:: Information given

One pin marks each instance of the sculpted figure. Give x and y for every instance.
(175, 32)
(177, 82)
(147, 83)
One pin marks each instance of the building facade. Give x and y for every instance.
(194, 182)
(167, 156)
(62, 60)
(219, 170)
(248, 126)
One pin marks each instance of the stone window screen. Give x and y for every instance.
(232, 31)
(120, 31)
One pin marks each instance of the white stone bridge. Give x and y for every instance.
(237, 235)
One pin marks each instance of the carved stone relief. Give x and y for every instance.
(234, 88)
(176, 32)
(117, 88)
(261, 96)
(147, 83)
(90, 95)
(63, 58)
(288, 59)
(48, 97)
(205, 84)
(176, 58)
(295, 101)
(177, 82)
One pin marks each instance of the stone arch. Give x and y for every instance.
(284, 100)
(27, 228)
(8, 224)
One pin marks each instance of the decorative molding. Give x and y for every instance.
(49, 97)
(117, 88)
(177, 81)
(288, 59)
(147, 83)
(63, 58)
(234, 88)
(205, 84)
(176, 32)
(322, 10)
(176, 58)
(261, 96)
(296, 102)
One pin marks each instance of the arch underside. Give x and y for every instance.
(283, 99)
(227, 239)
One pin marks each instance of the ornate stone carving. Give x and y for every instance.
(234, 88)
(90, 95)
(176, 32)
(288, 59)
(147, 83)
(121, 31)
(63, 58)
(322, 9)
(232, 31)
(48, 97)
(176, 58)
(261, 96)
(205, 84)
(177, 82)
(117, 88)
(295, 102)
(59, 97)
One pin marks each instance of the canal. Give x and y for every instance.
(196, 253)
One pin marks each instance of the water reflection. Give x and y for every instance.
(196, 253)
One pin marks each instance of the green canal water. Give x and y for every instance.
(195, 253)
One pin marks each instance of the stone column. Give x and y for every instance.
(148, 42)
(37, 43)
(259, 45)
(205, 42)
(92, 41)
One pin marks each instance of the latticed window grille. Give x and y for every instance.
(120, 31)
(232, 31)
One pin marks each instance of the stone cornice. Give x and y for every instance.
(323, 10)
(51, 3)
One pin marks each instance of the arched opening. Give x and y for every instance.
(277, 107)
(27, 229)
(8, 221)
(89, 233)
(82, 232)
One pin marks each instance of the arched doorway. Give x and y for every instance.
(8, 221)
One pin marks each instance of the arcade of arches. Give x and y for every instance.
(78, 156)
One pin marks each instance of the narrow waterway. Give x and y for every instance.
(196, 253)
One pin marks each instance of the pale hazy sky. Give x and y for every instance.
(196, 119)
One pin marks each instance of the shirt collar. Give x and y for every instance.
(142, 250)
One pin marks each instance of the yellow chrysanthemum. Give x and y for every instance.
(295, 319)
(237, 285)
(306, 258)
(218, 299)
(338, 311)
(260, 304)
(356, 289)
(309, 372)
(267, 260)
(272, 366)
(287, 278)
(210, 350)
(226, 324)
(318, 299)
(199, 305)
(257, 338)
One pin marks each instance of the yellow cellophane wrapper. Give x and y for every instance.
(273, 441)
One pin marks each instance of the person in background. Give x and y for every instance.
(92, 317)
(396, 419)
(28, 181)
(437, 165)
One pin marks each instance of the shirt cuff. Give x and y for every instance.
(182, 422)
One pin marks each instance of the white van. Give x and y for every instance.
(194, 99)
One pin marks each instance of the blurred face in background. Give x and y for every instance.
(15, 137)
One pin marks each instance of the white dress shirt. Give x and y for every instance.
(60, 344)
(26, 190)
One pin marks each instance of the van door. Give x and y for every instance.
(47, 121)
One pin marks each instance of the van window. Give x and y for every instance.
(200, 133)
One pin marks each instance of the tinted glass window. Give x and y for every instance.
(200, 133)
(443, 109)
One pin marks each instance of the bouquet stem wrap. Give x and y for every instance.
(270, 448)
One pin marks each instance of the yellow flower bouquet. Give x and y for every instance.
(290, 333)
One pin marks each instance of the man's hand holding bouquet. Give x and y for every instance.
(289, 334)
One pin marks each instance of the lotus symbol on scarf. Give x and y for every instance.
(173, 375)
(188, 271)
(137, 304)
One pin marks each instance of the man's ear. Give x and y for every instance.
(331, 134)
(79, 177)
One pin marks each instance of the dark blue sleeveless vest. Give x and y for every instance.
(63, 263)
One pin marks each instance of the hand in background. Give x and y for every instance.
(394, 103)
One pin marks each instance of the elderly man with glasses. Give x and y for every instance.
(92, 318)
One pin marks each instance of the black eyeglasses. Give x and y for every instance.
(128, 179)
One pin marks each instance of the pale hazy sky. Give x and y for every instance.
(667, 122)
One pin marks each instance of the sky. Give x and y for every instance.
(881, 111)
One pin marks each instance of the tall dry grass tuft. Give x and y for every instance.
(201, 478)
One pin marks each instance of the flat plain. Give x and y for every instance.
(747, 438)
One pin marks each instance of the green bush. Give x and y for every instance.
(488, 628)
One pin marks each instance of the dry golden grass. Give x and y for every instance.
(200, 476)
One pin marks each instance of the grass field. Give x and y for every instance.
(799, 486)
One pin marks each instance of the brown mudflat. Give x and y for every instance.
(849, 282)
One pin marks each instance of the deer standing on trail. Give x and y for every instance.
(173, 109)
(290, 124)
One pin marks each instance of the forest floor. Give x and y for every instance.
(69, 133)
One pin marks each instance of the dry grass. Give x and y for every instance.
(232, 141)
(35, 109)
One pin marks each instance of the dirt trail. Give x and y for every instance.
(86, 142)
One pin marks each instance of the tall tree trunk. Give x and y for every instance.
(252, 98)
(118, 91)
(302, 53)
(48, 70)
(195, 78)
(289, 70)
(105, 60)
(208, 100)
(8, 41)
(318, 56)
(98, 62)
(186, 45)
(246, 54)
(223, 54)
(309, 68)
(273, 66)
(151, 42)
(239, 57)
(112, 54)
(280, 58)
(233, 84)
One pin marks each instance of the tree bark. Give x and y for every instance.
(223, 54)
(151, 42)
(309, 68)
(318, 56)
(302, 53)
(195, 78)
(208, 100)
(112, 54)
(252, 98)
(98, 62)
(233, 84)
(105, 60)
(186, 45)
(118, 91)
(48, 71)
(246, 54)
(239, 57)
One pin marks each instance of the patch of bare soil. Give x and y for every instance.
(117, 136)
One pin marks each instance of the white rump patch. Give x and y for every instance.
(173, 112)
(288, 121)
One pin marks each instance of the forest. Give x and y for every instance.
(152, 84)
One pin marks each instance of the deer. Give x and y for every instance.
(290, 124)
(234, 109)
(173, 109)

::::

## Directions for this task
Copy out the data exactly as it stands, leaving nothing out.

## Exercise answer
One pin marks each instance of the sculpted figure. Give x and y for every instance.
(175, 32)
(177, 82)
(147, 83)
One pin marks each instance of the building facade. Give x and y for every instance.
(194, 182)
(167, 156)
(62, 60)
(219, 170)
(248, 126)
One pin marks each instance of the stone window screen. Give x and y for every instance.
(232, 31)
(120, 31)
One pin marks each instance of the white stone bridge. Give x and y for every instance.
(237, 235)
One pin marks each instance of the carved stone relief. Give x and y for every instance.
(234, 88)
(176, 32)
(117, 88)
(261, 96)
(147, 83)
(90, 95)
(63, 58)
(288, 59)
(48, 97)
(205, 84)
(176, 58)
(295, 101)
(177, 82)
One pin marks each instance of the stone arch. Give x and y for every instance.
(284, 100)
(27, 228)
(8, 224)
One pin marks each instance of the decorative molding. Give x and y for every instance.
(49, 97)
(117, 88)
(177, 81)
(288, 59)
(147, 83)
(63, 58)
(234, 88)
(205, 84)
(176, 32)
(322, 10)
(176, 58)
(261, 96)
(296, 102)
One pin marks each instance of the arch underside. Give x and y for every instance.
(283, 99)
(227, 239)
One pin marks each instance of the ornate stone carving. Give x and y for every instance.
(234, 88)
(90, 95)
(176, 32)
(288, 59)
(147, 83)
(121, 31)
(63, 58)
(322, 9)
(232, 31)
(48, 97)
(176, 58)
(261, 96)
(205, 84)
(177, 82)
(117, 88)
(295, 102)
(59, 97)
One pin marks each instance of the canal. Give x and y for every instance.
(196, 253)
One pin marks each instance of the water reflection. Give x and y for every instance.
(196, 253)
One pin marks each instance of the green canal water. Give x and y for every instance.
(195, 253)
One pin marks each instance of the stone column. Give x and y for every instance.
(148, 42)
(37, 43)
(259, 45)
(205, 42)
(92, 41)
One pin marks each instance of the latticed window grille. Give x and y for every instance.
(120, 31)
(232, 31)
One pin marks each instance of the stone cornice. Give x and y for every instance.
(323, 10)
(51, 3)
One pin marks each instance of the arched opening. Give x and y for every instance.
(277, 107)
(27, 229)
(8, 221)
(89, 233)
(82, 232)
One pin marks each instance of the arched doorway. Give x and y for every instance.
(8, 221)
One pin marks each instance of the arcade of arches. Give x and y for every instance.
(78, 156)
One pin marks each instance of the narrow waterway. Give x and y for every instance.
(196, 253)
One pin marks each instance of the pale hazy sky. Give x and y for every instance.
(196, 119)
One pin marks each instance of the shirt collar. Give x and y for every instance.
(142, 250)
One pin marks each instance of the yellow chrysanthemum. Give x and y for every instance.
(295, 319)
(237, 285)
(306, 258)
(218, 299)
(338, 311)
(260, 304)
(356, 289)
(309, 372)
(267, 260)
(272, 366)
(287, 278)
(210, 350)
(226, 324)
(318, 299)
(199, 305)
(257, 338)
One pin marks each instance of the yellow cellophane wrapper. Give x and y for every instance.
(273, 441)
One pin marks each instance of the person in background. Give x and y for every instance.
(92, 317)
(396, 419)
(28, 181)
(437, 165)
One pin marks each instance of the shirt cuff. Give x and y for every instance.
(182, 422)
One pin marks each instance of the white van. Give x and y for every instance.
(194, 99)
One pin marks each instance of the blurred face in background. Give x and y for every instance.
(15, 137)
One pin marks each instance of the white dress shirt. Give x and y for every instance.
(60, 344)
(26, 190)
One pin marks each instance of the van door. Give x and y for every instance.
(47, 121)
One pin marks each instance of the van window. Give x and y for every instance.
(200, 133)
One pin marks each instance of the tinted glass window. Give x and y for every instance.
(200, 133)
(443, 109)
One pin marks each instance of the bouquet stem wrap. Give x and y for every instance.
(270, 448)
One pin marks each instance of the yellow flower bouquet. Give x and y for every instance.
(290, 333)
One pin marks each instance of the man's hand holding bouquet. Give x and y for every instance.
(289, 334)
One pin marks each instance of the lotus symbol on scarf. Give x and y for every instance.
(173, 375)
(188, 271)
(137, 304)
One pin marks each instance of the man's ear. Give x and y for every instance.
(331, 134)
(79, 177)
One pin marks each instance of the dark blue sleeveless vest. Give x and y for every instance.
(63, 263)
One pin marks each instance of the hand in background. Give x and y for every instance.
(394, 103)
One pin marks each instance of the elderly man with glasses. Give x and y for every instance.
(92, 318)
One pin marks each instance of the black eyeglasses. Give x and y for every instance.
(128, 179)
One pin marks each instance of the pale hazy sky. Give x and y for every instance.
(667, 122)
One pin marks each instance of the sky. Give x and y for every instance.
(881, 111)
One pin marks each instance of the tall dry grass tuft. Give x and y for every instance.
(201, 478)
One pin marks each instance of the flat plain. Give x and y for every instance.
(747, 438)
One pin marks each instance of the green bush. Give x and y for every instance.
(488, 628)
One pin marks each instance of the dry golden grass. Give x and y for every instance.
(200, 476)
One pin marks each instance of the grass field. Give x and y for every instance.
(799, 486)
One pin marks each instance of the brown mudflat. Give x and y for every instance.
(849, 282)
One pin marks each instance of the deer standing on trail. Give x and y for every instance.
(173, 109)
(290, 124)
One pin marks each instance of the forest floor. Give x and y for every instance.
(69, 133)
One pin marks each instance of the dry grass. Give x and y for every instance.
(232, 141)
(35, 109)
One pin marks each instance of the dirt trail. Give x and y for every instance.
(86, 142)
One pin marks each instance of the tall tree trunk. Give x and y for every instance.
(252, 98)
(118, 91)
(302, 53)
(48, 70)
(195, 78)
(289, 70)
(105, 60)
(208, 100)
(8, 41)
(318, 56)
(98, 62)
(186, 45)
(246, 54)
(223, 54)
(309, 68)
(273, 66)
(151, 42)
(239, 57)
(112, 54)
(280, 58)
(233, 84)
One pin marks each instance of the tree bark. Give x and y for every instance.
(223, 54)
(151, 42)
(309, 68)
(318, 56)
(302, 53)
(195, 78)
(208, 100)
(112, 54)
(252, 98)
(98, 62)
(233, 84)
(105, 60)
(186, 45)
(118, 91)
(48, 71)
(246, 54)
(239, 57)
One pin marks each instance of the patch of bare soil. Give x and y for every instance.
(117, 136)
One pin marks each instance of the white rump patch. Give x and y for every instance.
(173, 112)
(288, 121)
One pin marks each instance of the forest. Give x and y for every instance.
(152, 84)
One pin marks each instance of the deer. Give x and y for every instance.
(290, 124)
(234, 109)
(173, 109)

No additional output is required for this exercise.